Selected excerpt:
The content of the prayer is not of concern to judges where, as here, there is no indication that the prayer opportunity has been exploited to proselytize or advance any one, or to disparage any other, faith or belief. That being so, it is not for us to embark on a sensitive evaluation or to parse the content of a particular prayer.
Some lower courts have required the prayers to be non-sectarian and this is what a leading expert on religious freedom, Douglas Laycock, argued in support of the challengers here. And, this is what got negative pushback, since it was unclear to various justices what that would mean. But, again, even Scalia noted "discriminating against other religions" and "publicly honoring God" are different for First Amendment purposes. As suggested by the majority in that very case, even honoring God is a religious act that can be problematic when it obtains the endorsement of the state. Nonetheless, in for the calf, does not mean we need to be in for the cow, even if being vegan is best overall.

Collected material:
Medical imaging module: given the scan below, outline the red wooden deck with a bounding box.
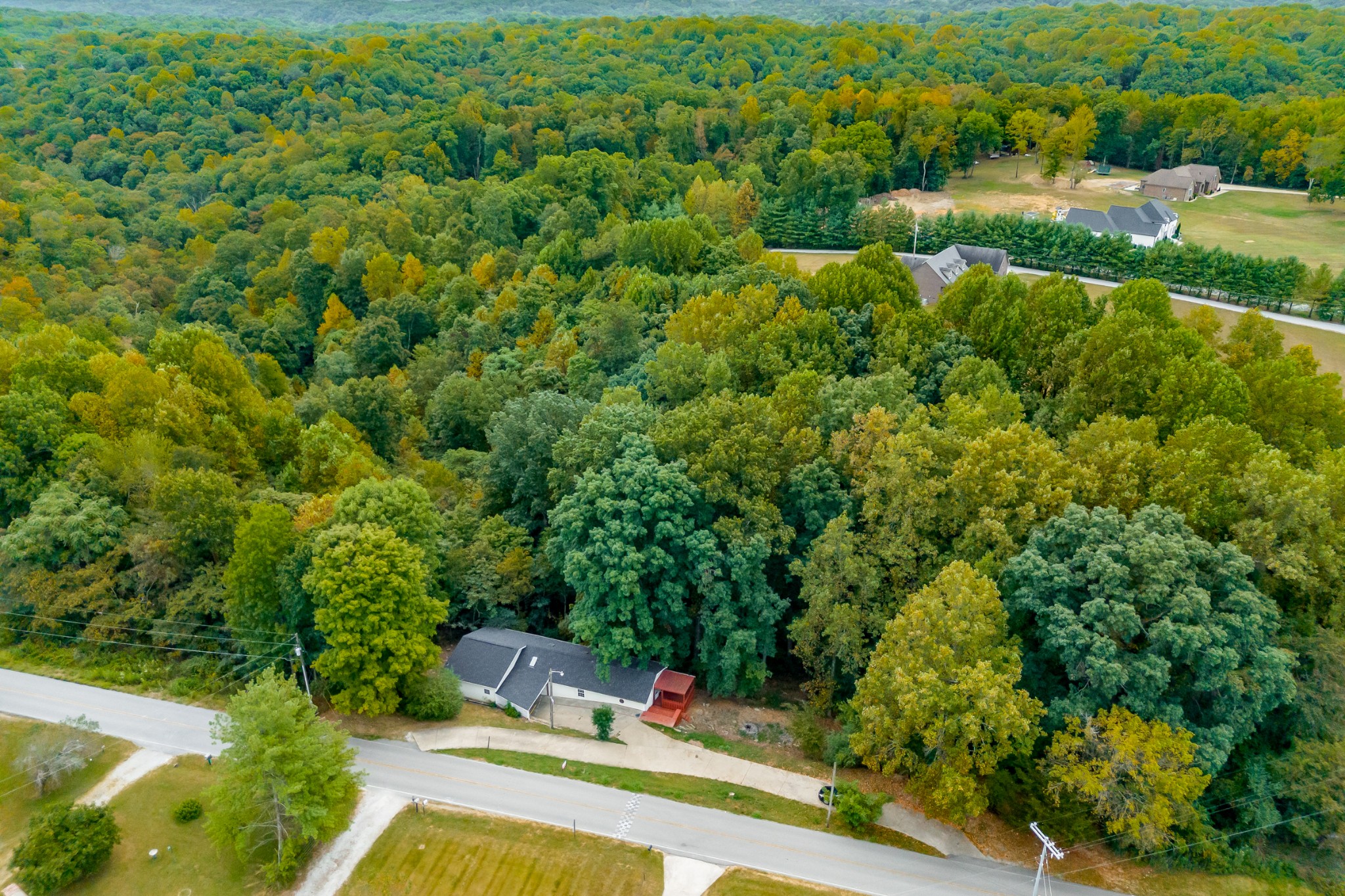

Short exercise 1: In the passage on legislative prayer, who is identified as the leading expert on religious freedom who argued in support of the challengers?
Short exercise 2: Continue the passage on legislative prayer from its final sentence.

Written response 1: Douglas Laycock

Written response 2:
And, such in the case here. The town, after all, argues that the intent of the policy is inclusive. They don't want to merely invite or promote Christianity, even if the lower court held that was the ultimate effect. At the very least, the Court should reaffirm that the effort is required here, even if it requires some degree of oversight. Making sure that legislative prayers aren't just each and every day in promotion of one faith is content based policy, but it is proper here to respect the beliefs of all at the bare minimum.  The prayers here are not merely speeches on the floor or the voluntary choice of a President to say "so help me God." They are the product of an established policy and current reality warrant such a rule.

Marsh can be read to not require this if there is no bad intent or "exploitation" to advance certain religions. But, at some point, the effect prong of either the Lemon or endorsement test should have some bite here.  (See also, Windsor v. U.S., where the effect of DOMA, sec. 3 mattered).  It is this reading of Marsh -- non-sectarian and concerns for effects that was honored a few years later in dicta, even managing to get five justices in a case that overall was split numerous ways.  Problem is the dicta was directly in response to a dissent written by Kennedy.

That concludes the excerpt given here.